Task prompt:
Copy every line of the records below verbatim, leaving out the pictures.
:: Task data ::
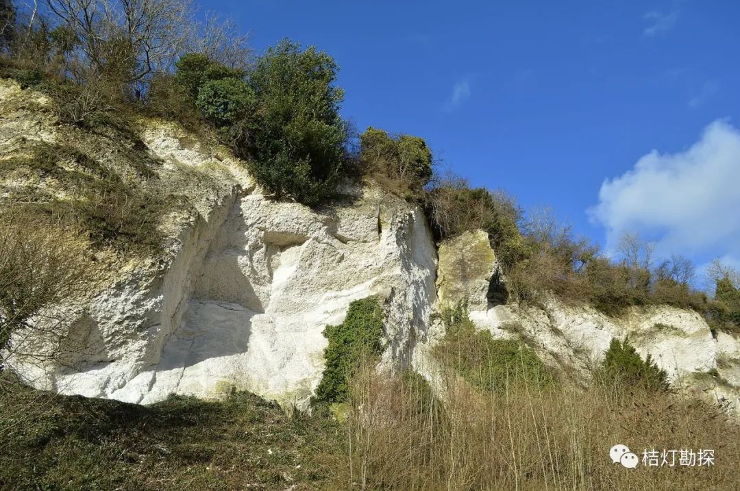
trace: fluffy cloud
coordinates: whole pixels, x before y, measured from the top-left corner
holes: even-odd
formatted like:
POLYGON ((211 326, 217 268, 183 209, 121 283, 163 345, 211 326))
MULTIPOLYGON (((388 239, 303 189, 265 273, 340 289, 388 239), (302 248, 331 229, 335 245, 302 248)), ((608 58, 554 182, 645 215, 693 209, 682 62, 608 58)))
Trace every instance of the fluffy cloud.
POLYGON ((669 12, 648 12, 642 16, 650 25, 645 28, 642 33, 648 36, 656 35, 667 33, 676 27, 679 20, 679 11, 672 9, 669 12))
POLYGON ((451 111, 457 109, 470 97, 470 82, 467 78, 457 81, 452 87, 452 95, 445 105, 445 109, 451 111))
POLYGON ((655 239, 657 252, 740 254, 740 131, 724 121, 685 152, 653 150, 623 175, 606 180, 589 210, 607 248, 624 232, 655 239))

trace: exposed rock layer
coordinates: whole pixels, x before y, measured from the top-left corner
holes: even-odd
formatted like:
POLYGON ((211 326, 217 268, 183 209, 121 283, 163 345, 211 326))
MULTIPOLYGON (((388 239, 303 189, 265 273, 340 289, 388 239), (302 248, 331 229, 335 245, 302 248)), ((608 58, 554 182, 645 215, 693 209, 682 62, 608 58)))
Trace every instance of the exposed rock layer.
MULTIPOLYGON (((701 315, 667 305, 632 308, 609 317, 587 305, 551 298, 543 306, 491 302, 490 284, 500 267, 485 232, 466 232, 439 249, 437 308, 465 300, 470 319, 494 337, 519 338, 550 365, 588 377, 613 338, 628 338, 642 356, 650 354, 674 386, 737 413, 740 407, 740 342, 727 333, 715 339, 701 315), (474 267, 460 265, 474 263, 474 267)), ((443 335, 433 331, 432 339, 443 335)), ((432 342, 433 343, 433 342, 432 342)), ((428 356, 420 356, 420 363, 428 356)))

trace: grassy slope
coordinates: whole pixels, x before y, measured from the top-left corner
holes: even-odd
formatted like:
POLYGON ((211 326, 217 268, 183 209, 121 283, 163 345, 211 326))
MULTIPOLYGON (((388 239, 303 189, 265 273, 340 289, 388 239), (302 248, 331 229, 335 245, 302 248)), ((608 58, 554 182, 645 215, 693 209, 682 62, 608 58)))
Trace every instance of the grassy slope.
POLYGON ((138 406, 4 384, 0 489, 335 489, 340 427, 249 393, 138 406))

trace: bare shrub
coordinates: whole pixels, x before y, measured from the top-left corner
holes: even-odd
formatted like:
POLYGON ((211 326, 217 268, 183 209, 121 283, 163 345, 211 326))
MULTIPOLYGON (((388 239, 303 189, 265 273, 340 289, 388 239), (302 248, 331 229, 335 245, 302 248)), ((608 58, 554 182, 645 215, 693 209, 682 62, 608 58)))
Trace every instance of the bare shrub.
MULTIPOLYGON (((88 246, 79 231, 16 209, 0 215, 0 360, 24 352, 30 337, 53 338, 53 308, 90 288, 88 246), (21 334, 18 338, 16 334, 21 334)), ((53 353, 44 356, 53 356, 53 353)))

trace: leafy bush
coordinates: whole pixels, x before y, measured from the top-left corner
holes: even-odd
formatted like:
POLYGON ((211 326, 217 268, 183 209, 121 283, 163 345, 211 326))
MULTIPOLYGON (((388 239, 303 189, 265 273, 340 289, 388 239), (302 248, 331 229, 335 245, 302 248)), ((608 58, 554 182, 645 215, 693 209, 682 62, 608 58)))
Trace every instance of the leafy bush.
POLYGON ((370 127, 360 135, 360 143, 363 172, 391 191, 413 196, 431 178, 431 152, 423 138, 391 137, 370 127))
POLYGON ((612 339, 602 364, 601 375, 618 386, 648 390, 667 390, 668 379, 648 354, 642 359, 627 339, 612 339))
POLYGON ((208 121, 221 128, 246 118, 255 106, 255 98, 246 82, 223 78, 204 84, 195 104, 208 121))
POLYGON ((208 82, 233 78, 242 80, 243 70, 229 68, 214 61, 203 53, 186 53, 175 64, 175 82, 181 87, 195 104, 201 88, 208 82))
POLYGON ((339 325, 327 325, 324 336, 326 366, 316 389, 316 402, 343 402, 349 396, 349 381, 363 362, 377 360, 382 351, 383 307, 371 297, 349 304, 339 325))
POLYGON ((740 325, 740 290, 735 287, 729 276, 717 280, 714 299, 724 307, 720 319, 740 325))
POLYGON ((532 348, 514 339, 494 339, 477 331, 463 303, 442 314, 446 333, 434 348, 437 357, 465 381, 488 393, 526 384, 544 388, 554 378, 532 348))
POLYGON ((203 116, 191 95, 169 73, 152 75, 141 107, 148 115, 175 121, 196 132, 200 132, 204 126, 203 116))

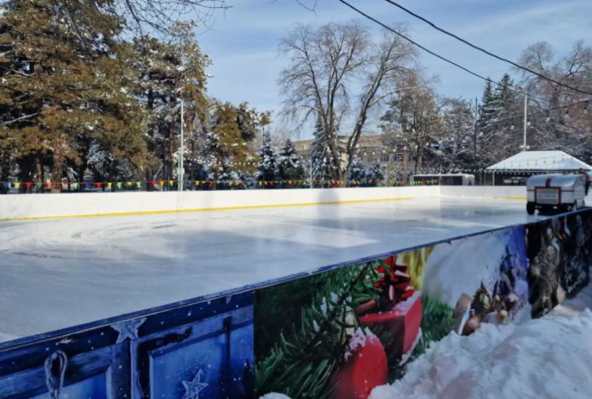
:::
Problem solution:
trace: fluffy cloud
coordinates: whole pixels, x before y, measured from the top-left corner
holes: even-odd
formatted like:
POLYGON ((211 326, 217 268, 183 209, 121 283, 163 345, 211 326))
MULTIPOLYGON (((388 239, 303 189, 265 273, 340 289, 388 239), (302 248, 331 229, 335 245, 302 248)), ((608 58, 554 182, 645 215, 693 209, 682 62, 608 58)))
Trace every instance of the fluffy cloud.
POLYGON ((669 12, 648 12, 642 16, 650 25, 645 28, 642 33, 648 36, 656 35, 667 33, 676 27, 679 20, 679 11, 672 9, 669 12))
POLYGON ((451 111, 457 109, 470 97, 470 82, 467 78, 457 81, 452 87, 452 95, 445 105, 445 109, 451 111))
POLYGON ((655 239, 657 252, 740 254, 740 131, 724 121, 685 152, 653 150, 623 175, 606 180, 589 210, 607 248, 624 232, 655 239))

trace: exposed rock layer
coordinates: whole pixels, x before y, measured from the top-left corner
holes: even-odd
formatted like:
POLYGON ((211 326, 217 268, 183 209, 121 283, 163 345, 211 326))
MULTIPOLYGON (((388 239, 303 189, 265 273, 340 289, 388 239), (302 248, 331 229, 335 245, 302 248)), ((608 58, 554 182, 645 215, 693 209, 682 62, 608 58)))
Trace every instance of the exposed rock layer.
MULTIPOLYGON (((701 315, 667 305, 632 308, 609 317, 587 305, 551 298, 543 306, 491 302, 490 284, 500 267, 485 232, 466 232, 439 249, 437 308, 465 300, 470 319, 494 337, 519 338, 550 365, 588 377, 613 338, 628 338, 642 356, 650 354, 674 386, 737 413, 740 407, 740 342, 727 333, 715 339, 701 315), (474 267, 460 265, 474 263, 474 267)), ((443 335, 433 331, 432 339, 443 335)), ((432 342, 433 343, 433 342, 432 342)), ((428 356, 420 356, 420 363, 428 356)))

trace: grassy slope
coordinates: whole pixels, x before y, measured from the top-left corner
holes: even-odd
formatted like:
POLYGON ((211 326, 217 268, 183 209, 121 283, 163 345, 211 326))
MULTIPOLYGON (((388 239, 303 189, 265 273, 340 289, 388 239), (302 248, 331 229, 335 245, 302 248)), ((608 58, 554 182, 645 215, 693 209, 682 62, 608 58)))
Trace every instance of the grassy slope.
POLYGON ((138 406, 4 384, 0 489, 335 489, 340 427, 249 393, 138 406))

trace: bare shrub
coordinates: whole pixels, x before y, measured from the top-left corner
holes: even-odd
formatted like:
POLYGON ((211 326, 217 268, 183 209, 121 283, 163 345, 211 326))
MULTIPOLYGON (((388 239, 303 189, 265 273, 340 289, 388 239), (302 248, 331 229, 335 245, 302 248)), ((608 58, 554 182, 645 215, 693 209, 682 62, 608 58)))
Trace every instance of the bare shrub.
MULTIPOLYGON (((88 246, 79 231, 16 209, 0 215, 0 360, 24 352, 30 337, 53 338, 53 308, 90 288, 88 246), (21 334, 18 338, 16 334, 21 334)), ((53 353, 44 356, 53 356, 53 353)))

trace: leafy bush
coordinates: whole pixels, x before y, measured from the top-left corner
holes: even-odd
formatted like:
POLYGON ((211 326, 217 268, 183 209, 121 283, 163 345, 211 326))
MULTIPOLYGON (((388 239, 303 189, 265 273, 340 289, 388 239), (302 248, 331 229, 335 245, 302 248)), ((608 58, 554 182, 645 215, 693 209, 682 62, 608 58)))
Trace every instance of the leafy bush.
POLYGON ((370 127, 360 135, 360 143, 363 172, 391 191, 413 196, 431 178, 431 152, 423 138, 391 137, 370 127))
POLYGON ((612 339, 602 364, 601 375, 618 386, 648 390, 667 390, 668 379, 648 354, 642 359, 627 339, 612 339))
POLYGON ((208 121, 221 128, 246 118, 255 106, 255 98, 246 82, 223 78, 204 84, 195 104, 208 121))
POLYGON ((208 82, 233 78, 242 80, 243 70, 229 68, 214 61, 203 53, 186 53, 175 64, 175 82, 181 87, 195 104, 201 88, 208 82))
POLYGON ((339 325, 327 325, 324 336, 326 366, 316 389, 316 402, 343 402, 349 396, 349 381, 363 362, 377 360, 382 351, 383 307, 371 297, 349 304, 339 325))
POLYGON ((740 325, 740 290, 735 287, 729 276, 717 280, 714 299, 724 307, 720 319, 740 325))
POLYGON ((532 348, 514 339, 494 339, 477 331, 463 303, 442 314, 446 333, 434 348, 437 357, 465 381, 488 393, 526 384, 544 388, 554 378, 532 348))
POLYGON ((203 116, 191 95, 169 73, 152 75, 141 107, 148 115, 175 121, 196 132, 200 132, 204 126, 203 116))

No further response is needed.